> To-do list
(A) Pick out every line of the entries below that contains the word "yellow", and copy each one out. Case counts.
(B) Please continue the passage on using nitrogen for enhanced oil recovery, starting right after its last sentence.

> Passage provided
◆ ◆ ◆ ◆
A reader sent it to me. A huge thank you to the reader.
The article has to do with enhanced oil recovery (EOR) using nitrogen instead of CO2.
One should review primary, secondary, and tertiary oil production at wiki.
I'm getting out of my comfort zone and could be very, very wrong on this, but reading the wiki article as well as Schlumberger definitional resources, and then the new article (linked below), it looks like using nitrogen to help recover oil could fall into either secondary or tertiary production.
Again, outside of my comfort zone, it appears "secondary" production has to do with increasing reservoir pressure whereas "tertiary" production has to with decreasing viscosity. Depending on "how" one used a gas such as CO2 or N2 determines whether it is "secondary" or "tertiary" recovery. EOR is generally "synonymous" with tertiary recovery. (Further confusing matters, there is some suggestion that the operators consider this use of nitrogen to be part of primary production; see below.)
Again, this is all colloquial.
◆ ◆ ◆ ◆
> Records for this exercise

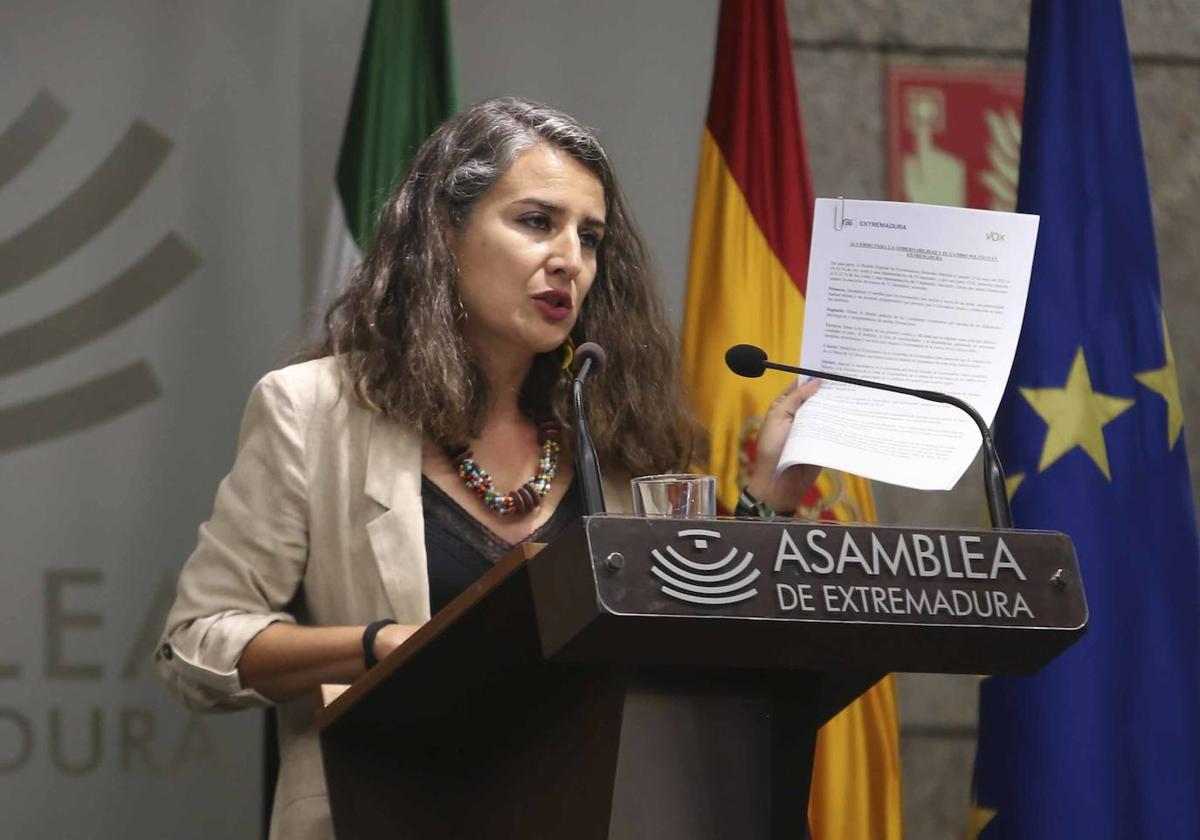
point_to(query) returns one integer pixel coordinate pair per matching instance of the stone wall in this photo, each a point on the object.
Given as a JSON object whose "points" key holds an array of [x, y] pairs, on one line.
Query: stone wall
{"points": [[841, 53]]}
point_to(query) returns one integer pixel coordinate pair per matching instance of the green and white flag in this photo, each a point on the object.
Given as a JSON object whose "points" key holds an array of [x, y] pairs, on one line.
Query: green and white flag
{"points": [[403, 90]]}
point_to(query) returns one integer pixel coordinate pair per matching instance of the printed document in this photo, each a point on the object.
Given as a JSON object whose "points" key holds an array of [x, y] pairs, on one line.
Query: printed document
{"points": [[916, 295]]}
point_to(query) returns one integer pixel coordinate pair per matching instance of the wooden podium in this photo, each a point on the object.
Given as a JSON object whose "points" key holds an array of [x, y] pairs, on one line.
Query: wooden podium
{"points": [[655, 678]]}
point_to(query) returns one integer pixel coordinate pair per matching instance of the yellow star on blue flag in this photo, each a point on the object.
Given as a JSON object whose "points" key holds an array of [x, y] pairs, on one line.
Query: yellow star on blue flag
{"points": [[1104, 742]]}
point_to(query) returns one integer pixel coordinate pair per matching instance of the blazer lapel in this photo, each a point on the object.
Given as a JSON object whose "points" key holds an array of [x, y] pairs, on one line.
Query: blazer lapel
{"points": [[397, 534]]}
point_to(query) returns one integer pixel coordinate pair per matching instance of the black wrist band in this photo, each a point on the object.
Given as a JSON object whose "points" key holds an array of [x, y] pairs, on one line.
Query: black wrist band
{"points": [[369, 635]]}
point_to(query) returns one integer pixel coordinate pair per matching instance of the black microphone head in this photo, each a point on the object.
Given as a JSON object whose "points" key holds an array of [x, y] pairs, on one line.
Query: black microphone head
{"points": [[593, 352], [745, 360]]}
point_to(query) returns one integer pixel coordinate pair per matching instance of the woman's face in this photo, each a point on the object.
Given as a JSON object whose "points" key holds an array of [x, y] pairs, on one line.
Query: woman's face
{"points": [[527, 255]]}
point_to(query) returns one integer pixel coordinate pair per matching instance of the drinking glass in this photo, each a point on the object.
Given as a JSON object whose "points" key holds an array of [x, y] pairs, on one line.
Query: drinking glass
{"points": [[683, 495]]}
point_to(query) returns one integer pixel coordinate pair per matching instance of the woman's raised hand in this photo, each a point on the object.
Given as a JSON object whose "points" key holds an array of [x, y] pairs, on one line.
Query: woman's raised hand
{"points": [[781, 493]]}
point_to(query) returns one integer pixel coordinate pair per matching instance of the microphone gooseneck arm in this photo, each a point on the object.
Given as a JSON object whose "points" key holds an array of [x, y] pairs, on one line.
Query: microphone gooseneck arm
{"points": [[999, 510]]}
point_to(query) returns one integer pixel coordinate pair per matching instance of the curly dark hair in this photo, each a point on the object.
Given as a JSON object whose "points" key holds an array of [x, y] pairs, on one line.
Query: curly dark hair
{"points": [[395, 329]]}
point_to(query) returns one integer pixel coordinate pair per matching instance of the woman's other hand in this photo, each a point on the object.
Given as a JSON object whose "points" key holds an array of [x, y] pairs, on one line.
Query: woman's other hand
{"points": [[785, 492], [390, 637]]}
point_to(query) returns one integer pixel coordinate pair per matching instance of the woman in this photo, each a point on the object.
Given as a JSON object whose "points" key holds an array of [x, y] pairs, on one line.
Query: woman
{"points": [[371, 483]]}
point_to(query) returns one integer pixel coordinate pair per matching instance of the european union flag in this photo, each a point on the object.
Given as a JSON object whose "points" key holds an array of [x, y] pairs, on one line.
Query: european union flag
{"points": [[1105, 741]]}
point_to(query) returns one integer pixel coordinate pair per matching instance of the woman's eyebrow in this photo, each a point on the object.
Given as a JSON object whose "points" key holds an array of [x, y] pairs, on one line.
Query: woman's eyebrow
{"points": [[555, 209]]}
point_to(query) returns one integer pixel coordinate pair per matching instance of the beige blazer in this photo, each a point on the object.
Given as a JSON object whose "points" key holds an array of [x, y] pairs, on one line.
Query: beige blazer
{"points": [[319, 522]]}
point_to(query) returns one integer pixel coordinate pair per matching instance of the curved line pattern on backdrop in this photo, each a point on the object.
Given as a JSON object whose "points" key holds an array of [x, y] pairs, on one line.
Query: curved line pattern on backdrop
{"points": [[73, 222]]}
◆ ◆ ◆ ◆
> Answers for the exercise
(A)
point_to(query) returns one integer pixel coordinate pair per matching instance of the yellow star on blue flag in this photo, each a point on the object.
Query: yellow star on blue flag

(B)
[Confusing matters further, nitrogen apparently can also be used for fracking, or at least has been tried. At the bottom of the blog, I have a "Fracking_Nitrogen" tag, for example.]
junewarren-nickle's energy group.com is reporting:
Tundra Oil and Gas Partnership is seeking regulatory approval for an immiscible nitrogen flood in the Middle Bakken/Three Forks tight oil formations in the Daly Sinclair field of southwest Manitoba.
Based in Winnipeg, Tundra is a privately held light oil producer that operated the drilling of 168 wells in Canada last year -- 163 in Manitoba and five in Saskatchewan.
This isn’t the company’s first foray into gas flooding in a tight oil formation. Since August 2008 Tundra has been operating a miscible gas pilot injecting carbon dioxide in the southeast quarter of section 04-08-28W1 within Sinclair Unit No. 1. Last August this pilot was approved for conversion to a water-alternating-gas project.
Now the company is applying for an immiscible gas injection pilot using nitrogen. (In miscible gas floods, the injected gas forms a single homogeneous phase with the oil. The resulting fluid has lower viscosity, reduced interfacial tension and improved mobility. While immiscible gas doesn’t form a single phase with the oil, it still has the benefit of improved pressure maintenance and sweep efficiency within the reservoir.)This is a long, long article and many, many data points.
First, of all, this is a Canadian story, with subject wells in Saskatchewan and Manitoba. I talked about the Bakken in Manitoba in a recent post, but in that post, the Canadian Three Forks was referred to as the Torquay.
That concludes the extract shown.